• DATA FOR REVIEW:
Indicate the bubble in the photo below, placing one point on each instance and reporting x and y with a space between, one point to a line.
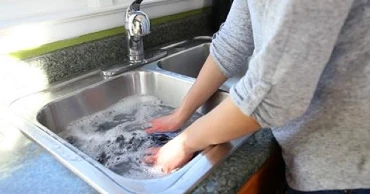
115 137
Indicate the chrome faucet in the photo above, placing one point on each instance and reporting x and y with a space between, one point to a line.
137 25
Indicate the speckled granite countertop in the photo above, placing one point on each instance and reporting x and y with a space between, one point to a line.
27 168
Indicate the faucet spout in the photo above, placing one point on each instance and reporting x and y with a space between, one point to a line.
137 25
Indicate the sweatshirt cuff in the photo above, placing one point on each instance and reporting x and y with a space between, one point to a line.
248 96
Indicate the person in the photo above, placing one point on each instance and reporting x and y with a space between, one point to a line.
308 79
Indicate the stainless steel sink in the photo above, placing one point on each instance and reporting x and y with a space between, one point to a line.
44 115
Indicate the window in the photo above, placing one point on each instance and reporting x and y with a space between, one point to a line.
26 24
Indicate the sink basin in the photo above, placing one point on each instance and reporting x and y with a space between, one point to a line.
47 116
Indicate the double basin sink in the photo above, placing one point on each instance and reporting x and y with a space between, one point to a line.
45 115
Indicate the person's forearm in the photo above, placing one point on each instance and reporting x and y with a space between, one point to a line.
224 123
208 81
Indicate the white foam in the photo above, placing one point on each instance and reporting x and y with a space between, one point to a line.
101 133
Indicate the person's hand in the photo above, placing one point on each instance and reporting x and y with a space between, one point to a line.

• PROBLEM REQUIREMENTS:
Could you set down exactly the lines from the one containing "Indicate the double" through the last line of the records above, both included?

• FINAL ANSWER:
Indicate the double basin sink in the photo above, placing one point on each instance and reporting x and y with a space between, one point to a line.
45 115
Indicate the person's forearm in the photo above, placing one point on each instance and reporting x and y with a space between, one point to a line.
224 123
208 81
Indicate the white foam in the photo above, placing one point on each instance and reporting x and y with a space between, one point to a line.
101 133
Indicate the person's hand in the photo above, placing one point on each instance and reporting x and y with a space between, one point to a line.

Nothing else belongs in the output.